**DATA FOR THE TASK:**
::::::::
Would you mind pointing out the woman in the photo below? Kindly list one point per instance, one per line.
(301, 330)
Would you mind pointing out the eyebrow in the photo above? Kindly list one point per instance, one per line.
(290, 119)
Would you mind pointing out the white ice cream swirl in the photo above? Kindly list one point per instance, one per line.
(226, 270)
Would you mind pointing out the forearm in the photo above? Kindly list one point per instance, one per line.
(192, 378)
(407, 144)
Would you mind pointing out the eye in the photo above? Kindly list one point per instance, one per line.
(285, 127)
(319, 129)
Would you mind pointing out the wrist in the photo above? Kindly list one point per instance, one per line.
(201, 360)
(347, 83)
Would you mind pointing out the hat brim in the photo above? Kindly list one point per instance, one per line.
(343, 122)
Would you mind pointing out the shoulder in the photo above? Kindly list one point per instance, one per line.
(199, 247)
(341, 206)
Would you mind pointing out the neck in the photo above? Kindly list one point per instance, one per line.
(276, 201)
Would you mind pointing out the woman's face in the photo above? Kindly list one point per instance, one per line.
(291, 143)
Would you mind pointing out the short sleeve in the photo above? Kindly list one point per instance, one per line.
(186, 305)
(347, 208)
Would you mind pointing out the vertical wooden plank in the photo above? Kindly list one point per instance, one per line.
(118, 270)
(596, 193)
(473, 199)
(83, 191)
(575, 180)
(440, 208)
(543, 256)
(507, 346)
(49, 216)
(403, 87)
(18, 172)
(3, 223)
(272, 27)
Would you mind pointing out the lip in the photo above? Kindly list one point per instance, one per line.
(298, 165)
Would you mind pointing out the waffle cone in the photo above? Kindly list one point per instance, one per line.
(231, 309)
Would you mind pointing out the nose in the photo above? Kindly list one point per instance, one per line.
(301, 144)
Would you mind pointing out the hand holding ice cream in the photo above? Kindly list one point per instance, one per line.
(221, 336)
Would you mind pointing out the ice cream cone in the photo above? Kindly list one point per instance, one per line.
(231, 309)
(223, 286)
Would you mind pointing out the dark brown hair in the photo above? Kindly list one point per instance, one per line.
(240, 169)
::::::::
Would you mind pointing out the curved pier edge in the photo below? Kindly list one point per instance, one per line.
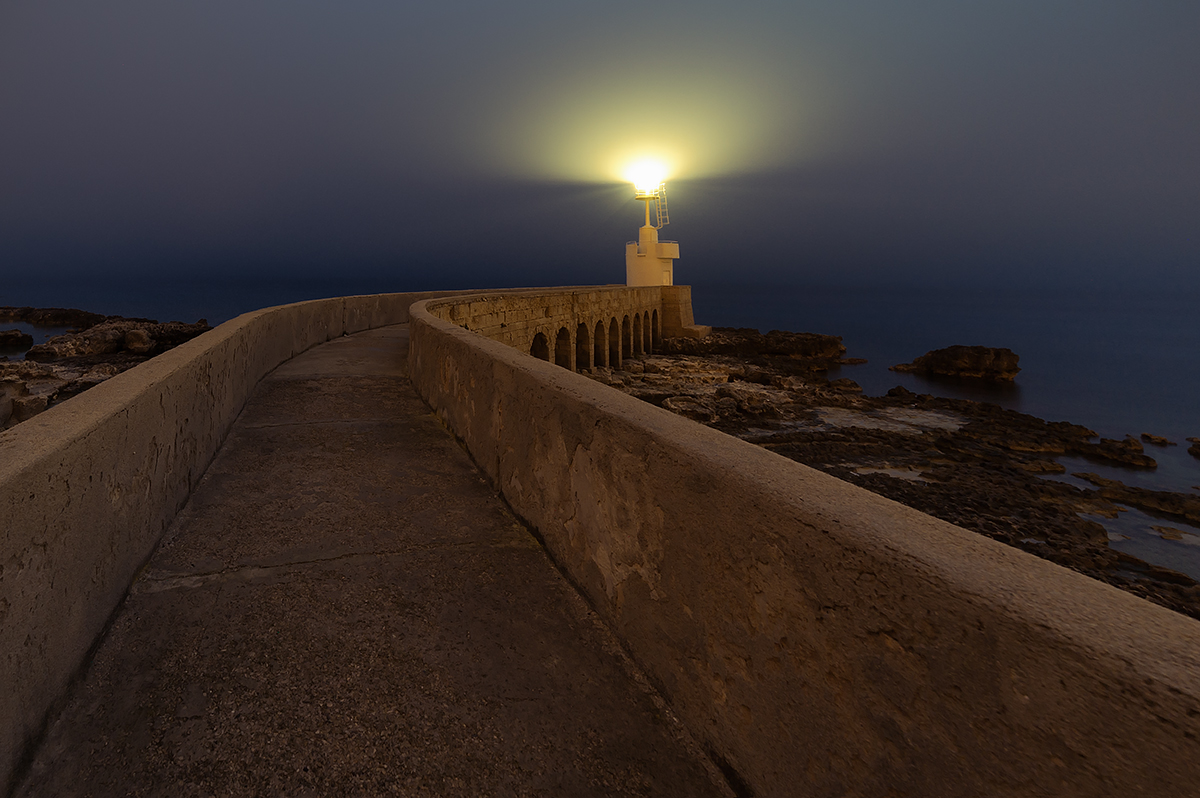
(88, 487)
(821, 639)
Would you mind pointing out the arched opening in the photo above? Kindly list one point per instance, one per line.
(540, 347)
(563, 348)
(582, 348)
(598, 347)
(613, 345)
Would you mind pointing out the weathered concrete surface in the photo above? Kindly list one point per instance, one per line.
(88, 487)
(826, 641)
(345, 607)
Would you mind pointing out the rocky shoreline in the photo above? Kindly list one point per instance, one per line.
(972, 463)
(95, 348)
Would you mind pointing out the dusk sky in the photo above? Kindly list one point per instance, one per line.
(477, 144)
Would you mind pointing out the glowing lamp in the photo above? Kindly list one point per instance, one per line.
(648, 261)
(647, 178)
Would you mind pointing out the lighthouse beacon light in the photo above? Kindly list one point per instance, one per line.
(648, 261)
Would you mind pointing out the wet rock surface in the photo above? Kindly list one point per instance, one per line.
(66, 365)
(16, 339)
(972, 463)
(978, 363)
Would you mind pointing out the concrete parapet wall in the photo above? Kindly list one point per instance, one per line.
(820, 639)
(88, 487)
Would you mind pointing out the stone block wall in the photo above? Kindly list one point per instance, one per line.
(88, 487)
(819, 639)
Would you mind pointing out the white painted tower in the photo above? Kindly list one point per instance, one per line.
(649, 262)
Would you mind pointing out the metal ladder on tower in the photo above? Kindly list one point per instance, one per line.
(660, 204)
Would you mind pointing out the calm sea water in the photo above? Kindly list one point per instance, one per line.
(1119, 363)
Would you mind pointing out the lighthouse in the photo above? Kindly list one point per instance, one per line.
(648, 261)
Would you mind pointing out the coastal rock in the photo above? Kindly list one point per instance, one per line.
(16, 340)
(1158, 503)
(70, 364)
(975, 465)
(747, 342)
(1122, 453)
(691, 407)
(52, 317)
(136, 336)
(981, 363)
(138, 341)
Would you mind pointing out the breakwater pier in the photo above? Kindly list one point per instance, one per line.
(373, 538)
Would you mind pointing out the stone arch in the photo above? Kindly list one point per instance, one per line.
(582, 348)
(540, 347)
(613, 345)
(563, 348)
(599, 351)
::::::::
**DIRECTIONS FOR THIS TASK:**
Rewrite only the lines from the one with "Would you mind pointing out the wet" to the one with "(1119, 363)", swapping "Kindly" for "Please". Leave everything else in those lines as it is.

**ANSWER IN FULL:**
Would you mind pointing out the wet rock surface in the photo above? Please list one point per instance, one per line.
(66, 365)
(16, 339)
(972, 463)
(978, 363)
Would you mind pointing out the concrete parapet wall in the photo above? Please list one point per instance, one per line.
(820, 639)
(88, 487)
Would you mind pointing out the stone block wall in the photo above? Please list one point per instance, one per line.
(88, 487)
(819, 639)
Would you mind pointing out the white painted tower in the photo above? Please list one point per instance, one per line.
(649, 262)
Would you mind pointing out the metal ladder on tower in the photo above? Please list one point per instance, one per line.
(660, 204)
Would you mind pointing out the calm sea water in the photo above? Please list one point per instance, one per line.
(1119, 363)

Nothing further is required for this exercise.